Задания
**A)** Почему, согласно фрагменту о послесталинских реформах, идеи ограниченного самоуправления и «социалистического плюрализма идей» считались многообещающими? Ответьте в одном–трех предложениях.
**B)** Напишите продолжение фрагмента о послесталинских реформах, начав сразу после его последнего предложения.

Фрагмент текста

В бурный период 1956–1968 гг. Хрущев и многие другие реформаторы из рядов номенклатуры (такие как председатель Совета министров СССР Косыгин либо Дубчек в Чехословакии) предпринимали в той или иной мере в принципе однотипные эксперименты по совершенствованию государственной системы и улучшению экономического управления в рамках «социалистической законности» – т. е. отказа от практики государственного террора при сохранении ленинской идеологии и существующего политического строя. В послесталинский период все эти эксперименты сводились к двум идеям: допущения ограниченного самоуправления на уровне экономических секторов, территориальных единиц и предприятий – однако не вплоть до их рыночного банкротства; в политическом и культурном плане, предлагалось более терпимое отношение к «социалистическому плюрализму идей» и даже состязательные выборы, но не вплоть до смены правящей партии. Обе идеи считались многообещающими в плане пробуждения активной поддержки и инициативности масс и тем самым оказания давления на закосневших в рутине хозяйственных и административных управленцев среднего звена. Это и порождало главные коллизии в периоды ограниченных демократизаций 1960-x – конца 1980-x гг. Молодые, более образованные и энергичные представители верхних слоев советского пролетариата с энтузиазмом воспринимали эксперименты как приглашение стать реальной силой в модернизации практик политики, экономического управления и культуры. Шанибов и его патруль добровольцев представляли лишь одну малую частичку в широкой волне общественной деятельности, пока вполне искренне направленной на поддержку официального курса реформ.

Предоставленный материал
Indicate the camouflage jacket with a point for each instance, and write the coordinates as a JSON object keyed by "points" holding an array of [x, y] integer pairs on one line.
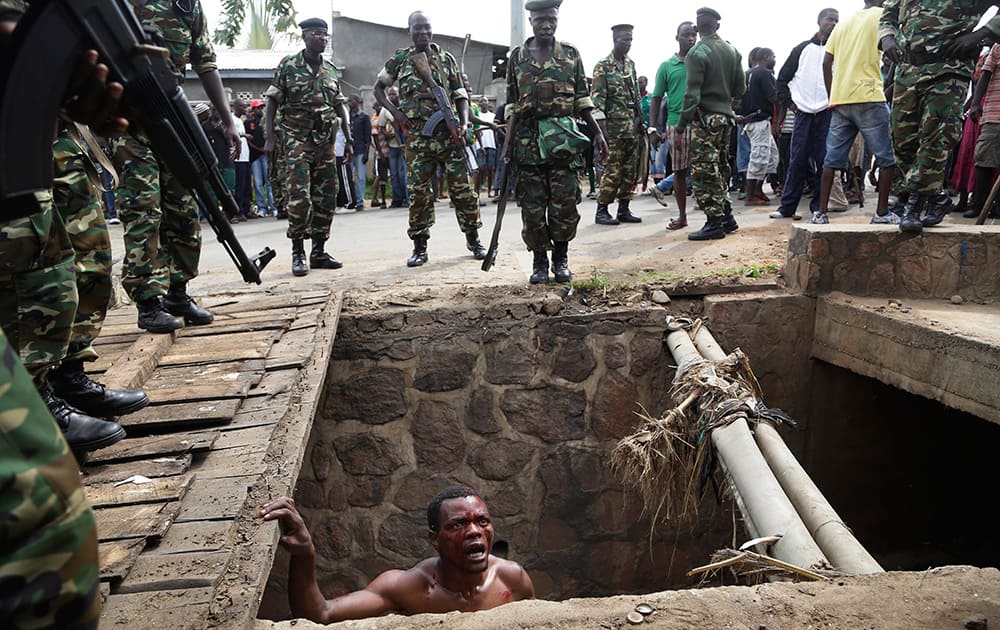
{"points": [[924, 28], [556, 87], [307, 100], [614, 95], [414, 95], [184, 34]]}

Ответы к заданиям
**A)** Считалось, что обе идеи пробудят активную поддержку и инициативность масс. Благодаря этому реформаторы рассчитывали усилить давление на закосневших в рутине хозяйственных и административных управленцев среднего звена.

**B)**
Чем важны итоги 1968 г

Нелегко даже задним умом с определенностью предсказать, куда в долгосрочном плане могли бы привести хрущевские эксперименты с реформами, если бы они не были прерваны. Однако с учетом подобных и гораздо более отчетливо выраженных процессов в восточноевропейских социалистических странах мы можем предположить, что уже вскоре межфракционные разногласия внутри политических элит выплеснулись бы наружу. Открытый раскол верхнего эшелона номенклатуры на прогрессивную и консервативные фракции, вынужденные в борьбе друг с другом искать дополнительной поддержки в различных слоях общества, вполне мог вызвать спонтанную революционную мобилизацию наподобие «пражской весны» 1968 г. Вероятно, в СССР подобный всплеск потерпел бы тогда поражение, подобно романтическим движениям 1968 г. практически во всех странах[87].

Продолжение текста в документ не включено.